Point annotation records
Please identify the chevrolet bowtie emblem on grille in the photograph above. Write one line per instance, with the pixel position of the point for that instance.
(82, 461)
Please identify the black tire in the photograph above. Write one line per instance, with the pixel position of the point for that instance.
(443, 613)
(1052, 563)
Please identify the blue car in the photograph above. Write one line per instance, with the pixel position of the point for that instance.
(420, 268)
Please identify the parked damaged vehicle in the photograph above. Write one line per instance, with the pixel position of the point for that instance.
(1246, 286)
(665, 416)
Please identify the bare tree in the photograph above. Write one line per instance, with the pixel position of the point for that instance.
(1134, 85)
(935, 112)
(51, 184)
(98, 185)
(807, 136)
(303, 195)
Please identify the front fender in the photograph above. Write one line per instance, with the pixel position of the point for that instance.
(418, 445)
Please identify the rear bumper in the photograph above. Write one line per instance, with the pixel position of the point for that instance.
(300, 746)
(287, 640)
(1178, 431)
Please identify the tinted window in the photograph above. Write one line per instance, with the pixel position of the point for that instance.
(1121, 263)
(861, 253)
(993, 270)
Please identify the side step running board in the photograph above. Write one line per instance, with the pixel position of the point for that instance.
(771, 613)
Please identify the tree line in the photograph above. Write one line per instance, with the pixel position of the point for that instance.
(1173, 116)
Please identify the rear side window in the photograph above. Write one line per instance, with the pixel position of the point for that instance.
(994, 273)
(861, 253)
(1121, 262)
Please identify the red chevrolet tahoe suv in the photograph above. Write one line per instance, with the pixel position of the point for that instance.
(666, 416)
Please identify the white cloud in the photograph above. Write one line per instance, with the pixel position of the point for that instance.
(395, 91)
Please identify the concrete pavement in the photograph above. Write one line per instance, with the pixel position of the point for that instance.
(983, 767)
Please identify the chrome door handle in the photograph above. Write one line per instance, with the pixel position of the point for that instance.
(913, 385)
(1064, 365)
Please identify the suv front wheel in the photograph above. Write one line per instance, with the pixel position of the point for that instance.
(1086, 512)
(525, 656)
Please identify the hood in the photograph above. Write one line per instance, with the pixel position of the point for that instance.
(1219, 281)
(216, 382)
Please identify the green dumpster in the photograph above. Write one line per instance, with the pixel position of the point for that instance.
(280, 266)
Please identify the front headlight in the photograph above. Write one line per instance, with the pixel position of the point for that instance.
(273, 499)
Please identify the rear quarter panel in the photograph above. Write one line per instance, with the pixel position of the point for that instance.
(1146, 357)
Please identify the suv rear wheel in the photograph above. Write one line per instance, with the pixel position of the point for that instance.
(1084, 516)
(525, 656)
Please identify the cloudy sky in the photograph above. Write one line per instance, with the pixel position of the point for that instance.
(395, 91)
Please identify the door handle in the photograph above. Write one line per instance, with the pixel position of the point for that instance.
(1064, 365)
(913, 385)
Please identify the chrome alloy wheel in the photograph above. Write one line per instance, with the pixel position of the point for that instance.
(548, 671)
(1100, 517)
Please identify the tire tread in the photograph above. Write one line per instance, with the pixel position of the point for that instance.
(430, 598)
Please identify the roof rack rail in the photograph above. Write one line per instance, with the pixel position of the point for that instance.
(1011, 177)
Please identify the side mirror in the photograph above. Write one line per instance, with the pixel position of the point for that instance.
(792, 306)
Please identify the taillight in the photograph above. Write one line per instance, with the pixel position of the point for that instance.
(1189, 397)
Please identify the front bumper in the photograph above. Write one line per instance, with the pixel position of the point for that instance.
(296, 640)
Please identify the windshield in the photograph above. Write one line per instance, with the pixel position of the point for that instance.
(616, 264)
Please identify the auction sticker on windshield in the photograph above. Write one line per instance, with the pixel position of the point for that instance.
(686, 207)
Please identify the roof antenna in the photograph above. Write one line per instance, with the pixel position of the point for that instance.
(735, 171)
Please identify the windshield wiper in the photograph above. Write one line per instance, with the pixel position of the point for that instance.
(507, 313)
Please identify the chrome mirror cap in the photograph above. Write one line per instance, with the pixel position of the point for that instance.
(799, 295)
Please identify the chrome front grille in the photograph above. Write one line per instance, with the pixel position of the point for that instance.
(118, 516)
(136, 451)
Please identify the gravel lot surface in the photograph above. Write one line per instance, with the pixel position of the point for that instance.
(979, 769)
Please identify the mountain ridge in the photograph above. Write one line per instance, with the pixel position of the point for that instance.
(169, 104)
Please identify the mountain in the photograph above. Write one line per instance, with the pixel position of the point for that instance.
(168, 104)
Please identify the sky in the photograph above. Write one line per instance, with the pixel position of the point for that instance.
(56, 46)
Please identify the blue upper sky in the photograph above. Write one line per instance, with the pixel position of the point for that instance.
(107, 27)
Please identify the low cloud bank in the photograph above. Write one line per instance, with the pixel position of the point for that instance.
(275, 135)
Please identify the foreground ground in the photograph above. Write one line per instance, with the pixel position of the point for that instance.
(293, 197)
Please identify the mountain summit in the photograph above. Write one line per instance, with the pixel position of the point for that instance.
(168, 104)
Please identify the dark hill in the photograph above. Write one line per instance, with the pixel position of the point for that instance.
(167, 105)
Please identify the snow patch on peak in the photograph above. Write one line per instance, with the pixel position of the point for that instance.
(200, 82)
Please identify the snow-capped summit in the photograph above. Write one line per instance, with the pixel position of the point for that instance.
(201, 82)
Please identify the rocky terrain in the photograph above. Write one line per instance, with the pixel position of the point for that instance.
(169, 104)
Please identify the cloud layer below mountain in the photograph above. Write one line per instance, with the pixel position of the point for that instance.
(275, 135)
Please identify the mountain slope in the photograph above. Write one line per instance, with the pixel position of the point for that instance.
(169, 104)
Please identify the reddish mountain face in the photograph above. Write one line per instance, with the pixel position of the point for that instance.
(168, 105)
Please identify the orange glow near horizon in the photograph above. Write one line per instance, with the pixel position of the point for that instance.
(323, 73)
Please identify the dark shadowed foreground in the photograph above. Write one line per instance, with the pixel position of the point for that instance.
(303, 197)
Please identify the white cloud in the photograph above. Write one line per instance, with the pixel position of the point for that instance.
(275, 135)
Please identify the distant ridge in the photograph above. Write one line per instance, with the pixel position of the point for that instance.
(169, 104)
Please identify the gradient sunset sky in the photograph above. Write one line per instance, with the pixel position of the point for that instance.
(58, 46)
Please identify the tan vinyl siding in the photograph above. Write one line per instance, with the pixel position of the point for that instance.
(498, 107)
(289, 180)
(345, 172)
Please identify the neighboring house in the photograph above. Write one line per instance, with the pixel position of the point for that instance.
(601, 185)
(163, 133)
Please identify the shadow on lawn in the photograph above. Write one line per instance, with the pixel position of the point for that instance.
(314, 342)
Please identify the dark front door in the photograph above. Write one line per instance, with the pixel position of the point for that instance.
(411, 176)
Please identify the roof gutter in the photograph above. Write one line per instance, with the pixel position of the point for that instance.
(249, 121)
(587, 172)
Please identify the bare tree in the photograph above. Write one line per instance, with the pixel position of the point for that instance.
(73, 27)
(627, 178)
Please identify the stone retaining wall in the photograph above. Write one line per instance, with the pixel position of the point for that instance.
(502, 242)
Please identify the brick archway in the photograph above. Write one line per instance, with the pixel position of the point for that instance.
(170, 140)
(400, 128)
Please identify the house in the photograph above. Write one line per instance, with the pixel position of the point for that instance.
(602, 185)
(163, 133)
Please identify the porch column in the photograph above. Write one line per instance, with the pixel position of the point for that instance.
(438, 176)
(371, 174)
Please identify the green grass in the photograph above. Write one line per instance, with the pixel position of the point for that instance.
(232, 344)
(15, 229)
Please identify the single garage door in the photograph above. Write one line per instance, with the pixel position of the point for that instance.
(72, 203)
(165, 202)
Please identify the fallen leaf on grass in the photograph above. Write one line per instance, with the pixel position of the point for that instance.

* **CHALLENGE**
Copy the lines from the start of the records through the line with "(1052, 563)", requests included. Multiply each point coordinate in the answers by 0.3 and round to whole numbers, with halves rounding up.

* **ANSWER TO THE PROBLEM**
Please identify the chevrolet bowtie emblem on grille in the photograph above. Write one line per instance, with the pixel position of the point for that instance.
(25, 138)
Please identify the black tire in the photograph above. Write one line per instance, with the pixel position of the point for that instance.
(133, 184)
(316, 169)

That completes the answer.